▸ **Problem details**
Reproduce exactly, with no other output, every line of the data below from the line containing "Task: spot one point per instance of the tree trunk." to the end, inclusive.

▸ **Record extracts**
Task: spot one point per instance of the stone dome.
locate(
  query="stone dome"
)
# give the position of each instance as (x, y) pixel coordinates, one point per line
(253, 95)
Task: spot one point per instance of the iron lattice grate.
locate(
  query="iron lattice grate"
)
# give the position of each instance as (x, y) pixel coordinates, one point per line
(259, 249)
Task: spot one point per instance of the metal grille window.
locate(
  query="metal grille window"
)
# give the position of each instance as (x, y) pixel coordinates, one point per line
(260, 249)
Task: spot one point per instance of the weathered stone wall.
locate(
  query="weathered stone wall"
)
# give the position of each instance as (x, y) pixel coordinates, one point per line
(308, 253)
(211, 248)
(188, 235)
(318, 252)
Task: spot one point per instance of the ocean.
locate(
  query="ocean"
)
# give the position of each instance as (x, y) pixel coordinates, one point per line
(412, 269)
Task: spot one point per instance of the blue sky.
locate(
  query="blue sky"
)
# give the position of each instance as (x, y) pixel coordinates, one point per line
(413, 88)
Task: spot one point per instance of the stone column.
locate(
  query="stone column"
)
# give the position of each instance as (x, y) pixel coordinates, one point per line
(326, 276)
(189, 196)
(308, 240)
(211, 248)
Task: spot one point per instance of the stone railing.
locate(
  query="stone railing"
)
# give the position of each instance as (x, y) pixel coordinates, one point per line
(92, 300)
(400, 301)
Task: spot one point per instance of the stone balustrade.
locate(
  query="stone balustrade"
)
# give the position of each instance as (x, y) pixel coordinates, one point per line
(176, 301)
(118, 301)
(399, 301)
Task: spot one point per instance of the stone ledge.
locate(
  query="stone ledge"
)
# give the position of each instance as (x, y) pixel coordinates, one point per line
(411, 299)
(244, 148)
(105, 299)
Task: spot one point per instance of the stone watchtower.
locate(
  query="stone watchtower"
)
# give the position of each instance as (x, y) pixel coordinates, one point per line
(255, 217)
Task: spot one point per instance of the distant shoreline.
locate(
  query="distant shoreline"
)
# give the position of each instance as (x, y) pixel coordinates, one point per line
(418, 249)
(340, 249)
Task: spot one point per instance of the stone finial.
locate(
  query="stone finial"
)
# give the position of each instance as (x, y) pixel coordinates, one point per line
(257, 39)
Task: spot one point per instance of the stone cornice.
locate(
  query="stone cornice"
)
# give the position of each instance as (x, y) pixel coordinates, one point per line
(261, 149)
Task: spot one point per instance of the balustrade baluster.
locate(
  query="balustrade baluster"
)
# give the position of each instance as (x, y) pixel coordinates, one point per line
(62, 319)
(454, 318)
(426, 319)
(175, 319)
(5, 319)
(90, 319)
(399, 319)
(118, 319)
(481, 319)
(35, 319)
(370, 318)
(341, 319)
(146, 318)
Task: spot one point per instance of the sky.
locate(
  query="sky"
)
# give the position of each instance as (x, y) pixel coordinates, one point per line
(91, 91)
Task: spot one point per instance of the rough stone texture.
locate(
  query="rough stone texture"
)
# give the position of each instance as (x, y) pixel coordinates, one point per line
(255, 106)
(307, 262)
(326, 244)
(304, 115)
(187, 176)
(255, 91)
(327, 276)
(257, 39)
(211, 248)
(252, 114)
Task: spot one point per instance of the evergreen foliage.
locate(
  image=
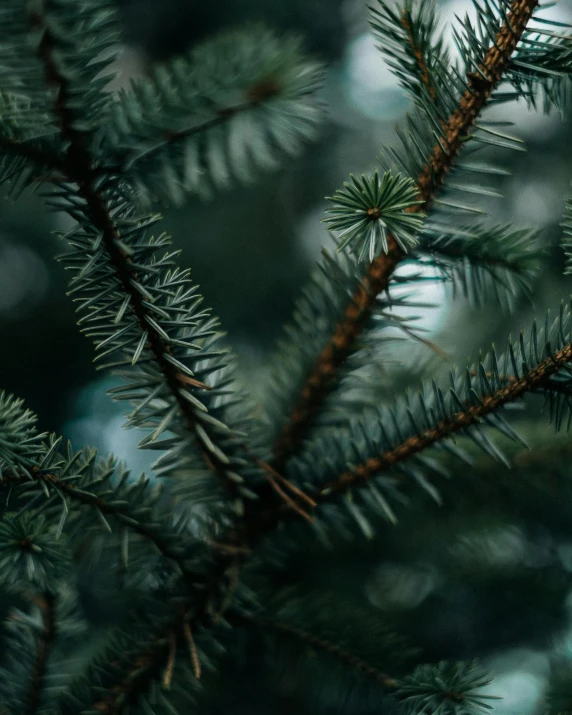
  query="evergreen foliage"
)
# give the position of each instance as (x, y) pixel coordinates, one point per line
(186, 571)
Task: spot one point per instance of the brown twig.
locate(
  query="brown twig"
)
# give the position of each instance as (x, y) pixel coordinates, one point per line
(343, 343)
(192, 650)
(418, 54)
(80, 168)
(320, 644)
(170, 667)
(472, 414)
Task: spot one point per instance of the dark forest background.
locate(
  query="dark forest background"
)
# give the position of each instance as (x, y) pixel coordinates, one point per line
(251, 250)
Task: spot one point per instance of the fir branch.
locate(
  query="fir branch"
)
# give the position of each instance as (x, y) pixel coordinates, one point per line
(28, 464)
(228, 108)
(471, 413)
(566, 242)
(45, 640)
(317, 644)
(119, 511)
(82, 170)
(431, 178)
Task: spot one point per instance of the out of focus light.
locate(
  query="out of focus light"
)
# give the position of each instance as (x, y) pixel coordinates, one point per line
(372, 89)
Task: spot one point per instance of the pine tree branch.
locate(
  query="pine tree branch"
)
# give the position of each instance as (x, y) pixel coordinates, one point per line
(471, 415)
(119, 512)
(343, 342)
(81, 170)
(417, 52)
(136, 669)
(172, 137)
(46, 604)
(318, 644)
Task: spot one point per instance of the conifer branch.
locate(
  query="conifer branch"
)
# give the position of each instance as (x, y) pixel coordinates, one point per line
(117, 511)
(472, 414)
(318, 644)
(455, 130)
(223, 114)
(417, 52)
(82, 171)
(45, 640)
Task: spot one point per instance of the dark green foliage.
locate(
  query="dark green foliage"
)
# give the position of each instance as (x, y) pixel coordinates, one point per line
(123, 596)
(229, 108)
(369, 208)
(447, 689)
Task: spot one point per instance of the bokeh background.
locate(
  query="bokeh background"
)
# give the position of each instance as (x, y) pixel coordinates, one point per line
(251, 250)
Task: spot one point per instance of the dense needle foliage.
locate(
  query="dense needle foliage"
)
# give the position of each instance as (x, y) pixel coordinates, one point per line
(126, 594)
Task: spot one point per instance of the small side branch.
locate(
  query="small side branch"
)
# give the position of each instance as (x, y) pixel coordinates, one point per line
(117, 511)
(34, 153)
(473, 414)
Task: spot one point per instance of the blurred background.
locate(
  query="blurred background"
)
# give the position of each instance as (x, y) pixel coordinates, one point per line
(251, 250)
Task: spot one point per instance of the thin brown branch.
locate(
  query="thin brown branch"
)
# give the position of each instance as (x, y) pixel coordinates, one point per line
(223, 114)
(473, 414)
(81, 169)
(46, 604)
(192, 650)
(418, 54)
(119, 512)
(319, 644)
(154, 659)
(343, 342)
(168, 675)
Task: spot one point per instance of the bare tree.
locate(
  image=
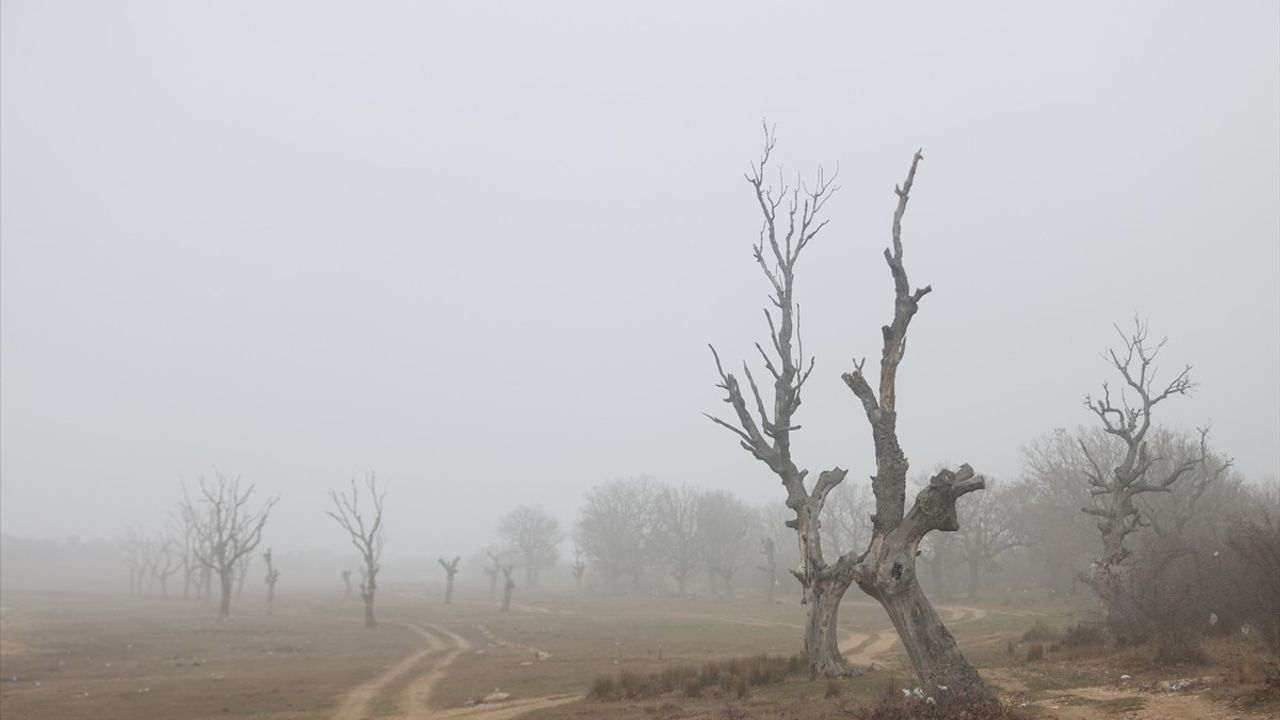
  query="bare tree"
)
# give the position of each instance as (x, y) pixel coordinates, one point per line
(990, 528)
(579, 569)
(184, 536)
(493, 569)
(138, 550)
(366, 534)
(846, 518)
(725, 532)
(1052, 466)
(677, 542)
(507, 587)
(768, 551)
(273, 575)
(451, 569)
(1127, 418)
(241, 573)
(227, 529)
(618, 531)
(535, 537)
(167, 563)
(886, 570)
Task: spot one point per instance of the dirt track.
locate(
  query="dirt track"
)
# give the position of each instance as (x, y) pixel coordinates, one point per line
(429, 666)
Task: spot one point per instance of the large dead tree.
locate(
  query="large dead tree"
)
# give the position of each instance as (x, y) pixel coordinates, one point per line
(886, 569)
(366, 534)
(768, 552)
(227, 529)
(1127, 418)
(451, 569)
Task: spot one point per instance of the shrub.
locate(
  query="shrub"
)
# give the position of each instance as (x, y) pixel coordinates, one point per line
(946, 706)
(1040, 632)
(1082, 634)
(731, 677)
(1179, 651)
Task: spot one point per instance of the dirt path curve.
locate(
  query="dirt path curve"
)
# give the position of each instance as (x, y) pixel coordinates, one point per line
(417, 697)
(432, 662)
(881, 642)
(357, 703)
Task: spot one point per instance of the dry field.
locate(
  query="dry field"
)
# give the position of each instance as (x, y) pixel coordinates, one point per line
(94, 657)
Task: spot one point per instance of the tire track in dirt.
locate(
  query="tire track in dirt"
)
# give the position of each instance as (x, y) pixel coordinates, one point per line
(357, 703)
(881, 641)
(415, 702)
(417, 696)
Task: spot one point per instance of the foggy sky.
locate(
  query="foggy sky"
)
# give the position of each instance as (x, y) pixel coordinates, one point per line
(481, 247)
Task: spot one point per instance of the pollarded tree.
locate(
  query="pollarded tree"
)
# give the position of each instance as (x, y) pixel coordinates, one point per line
(579, 568)
(167, 563)
(990, 527)
(227, 529)
(273, 577)
(138, 557)
(769, 566)
(726, 534)
(886, 570)
(451, 569)
(618, 529)
(507, 587)
(534, 537)
(676, 541)
(365, 528)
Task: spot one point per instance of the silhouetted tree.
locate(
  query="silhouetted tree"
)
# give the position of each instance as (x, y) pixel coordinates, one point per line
(534, 536)
(451, 569)
(365, 528)
(227, 529)
(886, 570)
(273, 577)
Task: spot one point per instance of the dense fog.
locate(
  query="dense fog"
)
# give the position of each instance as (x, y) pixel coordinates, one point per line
(318, 305)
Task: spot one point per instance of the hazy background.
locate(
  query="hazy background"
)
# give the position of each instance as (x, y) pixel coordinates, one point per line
(480, 247)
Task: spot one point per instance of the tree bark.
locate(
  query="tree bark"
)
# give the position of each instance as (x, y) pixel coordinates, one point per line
(821, 633)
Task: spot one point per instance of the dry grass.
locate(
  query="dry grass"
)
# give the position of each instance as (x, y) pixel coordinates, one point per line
(730, 677)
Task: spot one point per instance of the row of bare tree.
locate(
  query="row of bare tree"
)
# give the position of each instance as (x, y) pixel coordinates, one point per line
(210, 534)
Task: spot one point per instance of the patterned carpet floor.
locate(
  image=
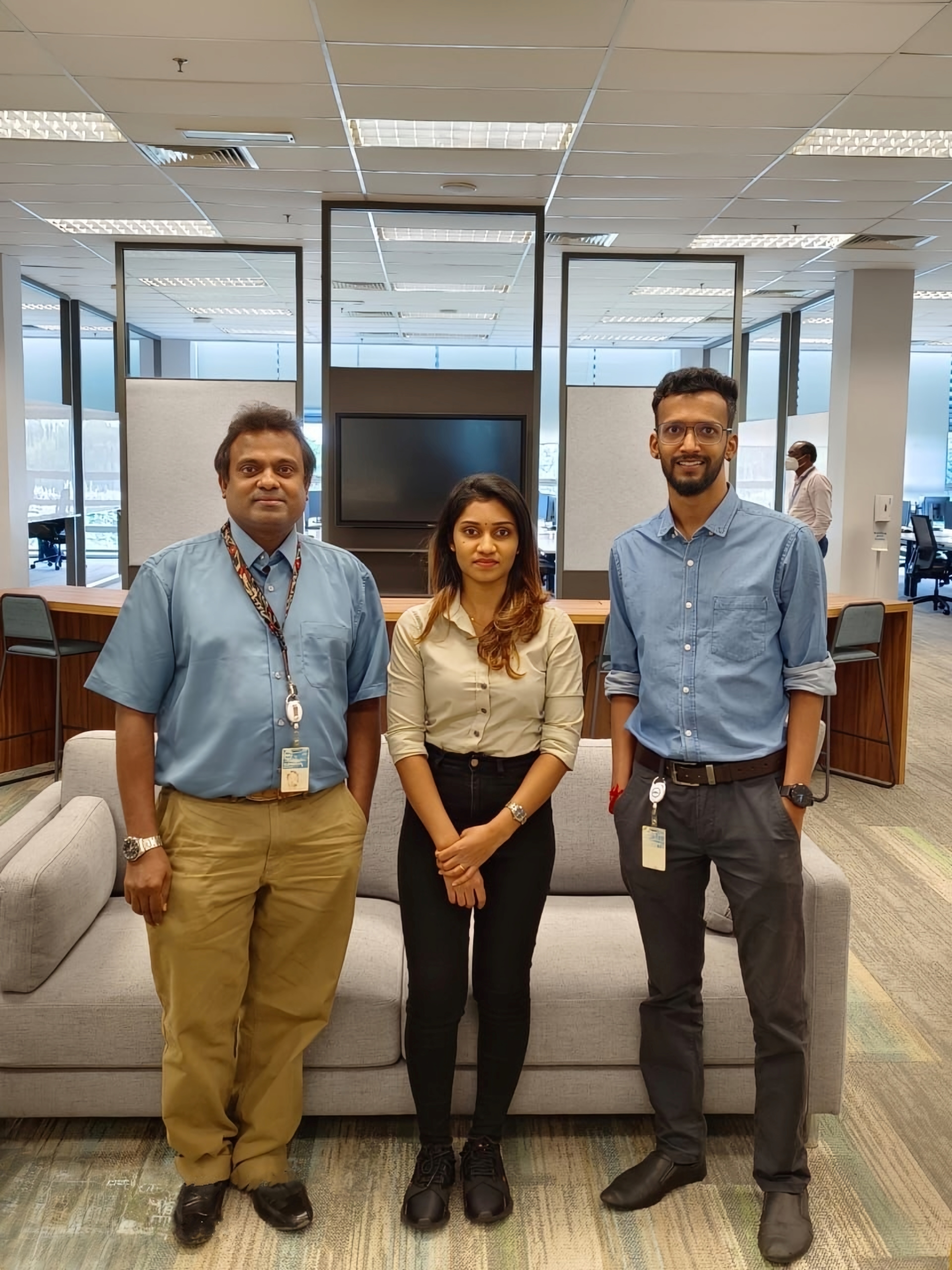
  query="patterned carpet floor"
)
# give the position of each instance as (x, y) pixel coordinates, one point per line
(97, 1194)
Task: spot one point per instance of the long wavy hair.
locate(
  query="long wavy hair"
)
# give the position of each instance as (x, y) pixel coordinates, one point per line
(520, 616)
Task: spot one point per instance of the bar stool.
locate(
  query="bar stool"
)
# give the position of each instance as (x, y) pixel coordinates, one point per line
(29, 618)
(857, 638)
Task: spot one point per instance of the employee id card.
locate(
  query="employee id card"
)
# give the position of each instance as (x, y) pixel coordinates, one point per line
(653, 840)
(295, 770)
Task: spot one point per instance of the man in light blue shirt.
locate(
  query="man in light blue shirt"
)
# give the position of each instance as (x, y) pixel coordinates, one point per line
(260, 658)
(719, 639)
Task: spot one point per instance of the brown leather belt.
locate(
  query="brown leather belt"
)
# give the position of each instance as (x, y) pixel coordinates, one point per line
(710, 774)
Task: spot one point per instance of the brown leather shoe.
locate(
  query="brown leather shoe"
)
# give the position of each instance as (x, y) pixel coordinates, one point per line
(285, 1206)
(197, 1212)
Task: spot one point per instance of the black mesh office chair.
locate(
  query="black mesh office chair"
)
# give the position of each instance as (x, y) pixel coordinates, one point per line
(29, 623)
(857, 638)
(926, 562)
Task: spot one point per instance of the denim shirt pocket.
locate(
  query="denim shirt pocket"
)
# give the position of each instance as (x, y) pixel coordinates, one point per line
(739, 629)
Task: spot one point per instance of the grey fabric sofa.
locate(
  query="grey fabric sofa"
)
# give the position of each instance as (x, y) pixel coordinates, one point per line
(81, 1024)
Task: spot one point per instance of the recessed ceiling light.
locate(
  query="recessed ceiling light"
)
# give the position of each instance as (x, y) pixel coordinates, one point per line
(58, 126)
(878, 143)
(239, 139)
(195, 284)
(667, 319)
(460, 135)
(423, 234)
(232, 312)
(497, 287)
(808, 242)
(139, 229)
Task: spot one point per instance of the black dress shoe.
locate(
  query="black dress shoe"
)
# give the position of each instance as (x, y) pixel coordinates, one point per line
(285, 1206)
(649, 1182)
(427, 1199)
(197, 1213)
(786, 1231)
(487, 1196)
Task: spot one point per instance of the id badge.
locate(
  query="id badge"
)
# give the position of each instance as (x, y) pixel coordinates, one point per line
(653, 849)
(295, 770)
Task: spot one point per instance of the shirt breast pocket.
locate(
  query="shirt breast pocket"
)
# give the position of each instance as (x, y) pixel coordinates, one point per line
(326, 648)
(739, 631)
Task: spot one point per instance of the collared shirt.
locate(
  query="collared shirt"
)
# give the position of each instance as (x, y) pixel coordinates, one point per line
(441, 691)
(812, 502)
(191, 648)
(710, 635)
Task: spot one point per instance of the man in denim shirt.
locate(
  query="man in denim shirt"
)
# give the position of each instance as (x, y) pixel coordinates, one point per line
(719, 638)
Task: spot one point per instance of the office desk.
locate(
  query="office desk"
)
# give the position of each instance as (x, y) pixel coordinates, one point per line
(87, 613)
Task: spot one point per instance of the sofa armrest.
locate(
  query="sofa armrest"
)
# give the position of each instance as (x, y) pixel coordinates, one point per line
(827, 925)
(17, 832)
(53, 891)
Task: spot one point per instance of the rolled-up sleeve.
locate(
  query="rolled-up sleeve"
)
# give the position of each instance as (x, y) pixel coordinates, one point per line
(808, 666)
(138, 664)
(407, 704)
(367, 664)
(562, 726)
(625, 677)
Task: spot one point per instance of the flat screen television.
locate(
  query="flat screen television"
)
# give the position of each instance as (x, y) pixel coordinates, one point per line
(397, 470)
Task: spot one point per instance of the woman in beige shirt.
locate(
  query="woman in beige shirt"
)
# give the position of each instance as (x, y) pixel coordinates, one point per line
(484, 716)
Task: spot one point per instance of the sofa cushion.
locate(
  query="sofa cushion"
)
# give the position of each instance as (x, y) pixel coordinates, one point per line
(99, 1008)
(53, 891)
(588, 980)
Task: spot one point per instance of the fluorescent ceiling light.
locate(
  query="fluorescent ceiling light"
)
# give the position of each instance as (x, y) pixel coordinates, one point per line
(808, 242)
(238, 138)
(422, 234)
(497, 287)
(460, 135)
(219, 284)
(878, 143)
(668, 319)
(233, 312)
(58, 126)
(141, 229)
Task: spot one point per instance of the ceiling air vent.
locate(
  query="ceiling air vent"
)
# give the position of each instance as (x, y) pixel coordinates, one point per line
(581, 239)
(885, 242)
(199, 157)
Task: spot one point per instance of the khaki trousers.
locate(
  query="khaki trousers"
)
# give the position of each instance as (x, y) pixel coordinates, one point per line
(247, 963)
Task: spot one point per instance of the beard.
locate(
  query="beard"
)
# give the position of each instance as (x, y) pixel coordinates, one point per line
(688, 486)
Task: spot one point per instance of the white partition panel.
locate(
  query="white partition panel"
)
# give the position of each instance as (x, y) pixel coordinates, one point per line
(173, 430)
(611, 479)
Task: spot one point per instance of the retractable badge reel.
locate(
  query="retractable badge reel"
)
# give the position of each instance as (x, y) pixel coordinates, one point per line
(653, 840)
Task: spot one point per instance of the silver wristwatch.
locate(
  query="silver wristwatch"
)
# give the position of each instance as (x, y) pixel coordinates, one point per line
(134, 849)
(517, 812)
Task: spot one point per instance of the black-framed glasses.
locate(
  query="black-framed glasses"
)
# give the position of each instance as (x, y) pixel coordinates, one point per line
(705, 434)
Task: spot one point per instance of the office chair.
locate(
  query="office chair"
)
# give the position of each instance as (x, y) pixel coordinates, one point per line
(857, 638)
(926, 562)
(27, 622)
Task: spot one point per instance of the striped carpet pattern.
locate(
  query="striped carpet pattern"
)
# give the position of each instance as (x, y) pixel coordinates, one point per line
(98, 1194)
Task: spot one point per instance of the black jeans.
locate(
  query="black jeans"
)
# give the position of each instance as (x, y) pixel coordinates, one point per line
(744, 828)
(437, 938)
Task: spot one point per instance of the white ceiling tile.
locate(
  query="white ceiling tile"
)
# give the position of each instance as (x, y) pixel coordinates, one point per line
(178, 20)
(780, 27)
(658, 70)
(704, 110)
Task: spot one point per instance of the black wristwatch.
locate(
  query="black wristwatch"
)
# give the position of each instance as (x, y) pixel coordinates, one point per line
(800, 795)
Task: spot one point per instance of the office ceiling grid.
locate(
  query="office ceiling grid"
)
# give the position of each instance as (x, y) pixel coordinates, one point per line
(685, 114)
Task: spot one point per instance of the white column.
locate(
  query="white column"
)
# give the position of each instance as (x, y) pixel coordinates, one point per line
(14, 496)
(873, 332)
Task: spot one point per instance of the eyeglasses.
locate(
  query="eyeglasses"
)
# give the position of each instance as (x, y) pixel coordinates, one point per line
(705, 434)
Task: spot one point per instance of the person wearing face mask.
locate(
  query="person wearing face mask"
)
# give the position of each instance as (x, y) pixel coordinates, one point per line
(812, 497)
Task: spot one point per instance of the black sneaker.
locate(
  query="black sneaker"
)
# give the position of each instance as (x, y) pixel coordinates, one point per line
(487, 1196)
(427, 1199)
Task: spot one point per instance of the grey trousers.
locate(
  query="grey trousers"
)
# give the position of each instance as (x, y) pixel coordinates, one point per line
(744, 828)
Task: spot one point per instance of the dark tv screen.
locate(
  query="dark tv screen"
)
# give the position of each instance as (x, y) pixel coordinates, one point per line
(398, 470)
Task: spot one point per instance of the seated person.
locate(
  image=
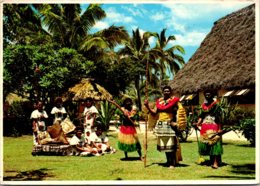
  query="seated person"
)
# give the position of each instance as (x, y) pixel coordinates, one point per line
(98, 140)
(78, 141)
(43, 137)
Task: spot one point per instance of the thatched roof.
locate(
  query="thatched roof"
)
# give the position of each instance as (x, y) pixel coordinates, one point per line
(225, 59)
(87, 88)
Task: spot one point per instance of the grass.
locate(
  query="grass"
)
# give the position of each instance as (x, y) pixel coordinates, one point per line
(19, 165)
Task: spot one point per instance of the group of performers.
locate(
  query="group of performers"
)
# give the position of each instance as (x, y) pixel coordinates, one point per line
(166, 127)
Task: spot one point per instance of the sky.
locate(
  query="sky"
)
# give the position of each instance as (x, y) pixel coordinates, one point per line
(188, 22)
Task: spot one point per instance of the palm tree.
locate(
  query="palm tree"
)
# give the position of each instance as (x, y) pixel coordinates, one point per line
(168, 58)
(137, 53)
(66, 24)
(22, 25)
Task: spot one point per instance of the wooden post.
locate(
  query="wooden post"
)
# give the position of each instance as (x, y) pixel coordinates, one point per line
(146, 119)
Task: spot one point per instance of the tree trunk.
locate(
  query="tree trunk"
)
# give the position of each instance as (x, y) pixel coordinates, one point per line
(137, 86)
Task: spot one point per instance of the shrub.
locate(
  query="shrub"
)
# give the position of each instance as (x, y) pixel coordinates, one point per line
(247, 127)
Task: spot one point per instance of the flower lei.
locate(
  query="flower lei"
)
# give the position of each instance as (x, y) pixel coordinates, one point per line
(207, 108)
(164, 105)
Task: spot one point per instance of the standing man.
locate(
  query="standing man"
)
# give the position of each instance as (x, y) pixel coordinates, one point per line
(90, 114)
(211, 129)
(166, 125)
(38, 118)
(58, 111)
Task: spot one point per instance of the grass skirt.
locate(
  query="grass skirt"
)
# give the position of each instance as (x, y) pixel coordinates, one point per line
(128, 140)
(206, 149)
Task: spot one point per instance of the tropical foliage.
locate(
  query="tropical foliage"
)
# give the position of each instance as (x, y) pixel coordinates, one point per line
(51, 47)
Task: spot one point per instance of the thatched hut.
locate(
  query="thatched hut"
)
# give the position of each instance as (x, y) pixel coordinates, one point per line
(225, 60)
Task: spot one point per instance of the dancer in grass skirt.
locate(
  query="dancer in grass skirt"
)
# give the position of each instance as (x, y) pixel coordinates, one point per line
(127, 137)
(166, 126)
(210, 140)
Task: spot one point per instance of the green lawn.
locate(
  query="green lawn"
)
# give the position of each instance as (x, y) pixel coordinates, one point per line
(19, 165)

▸ **Answer to the exercise**
Task: spot one point per instance of the tree trunk.
locate(
  query="tree trunk"
)
# give the position of each instance as (x, y) pixel coordinates, one point per line
(137, 86)
Task: spot one point per instance of the shrub.
locate(
  query="shrub"
)
# give the position of each instance as (x, y) pixel coordinates, one point per line
(247, 127)
Task: spot one point per instance of the flower lei.
locate(
  query="flower lei"
)
# give the position of each instance as (x, y) pixel coordinates, one point per line
(207, 108)
(164, 105)
Task: spot one point per instance of the standing man.
locate(
  query="standing man"
)
# give the position of each instance as (x, y) pixel coordinates, one point per line
(90, 114)
(211, 129)
(166, 125)
(38, 118)
(58, 111)
Task: spot one point per instance of the grass skirt.
locate(
  query="grass skirt"
)
# give the position of each instance as (x, y) pixel coordinates, one point per line
(128, 140)
(206, 149)
Task: spot one point per instance of the tropical foliage.
locate(
  query="tropical foliage"
)
# give the position of each instance as (x, y) pixel coordinates, one point per line
(51, 47)
Task: spot one point per instance of the thatched hut.
locate(
  query="thatched hut"
)
# give the position of each instance as (x, y) pixel coordinates, one point per line
(225, 60)
Task: spot one point per instance of the dancer in grass skirt.
locate(
  query="dancer in grass skirt"
)
# give the position of each instance as (x, y) pixel coordinates, one point per line
(127, 137)
(166, 126)
(210, 140)
Task: spot one point per instance of the green lawn.
locate(
  query="green lawn"
)
# give the position of each instance as (x, y) pixel coordinates, one point per line
(19, 165)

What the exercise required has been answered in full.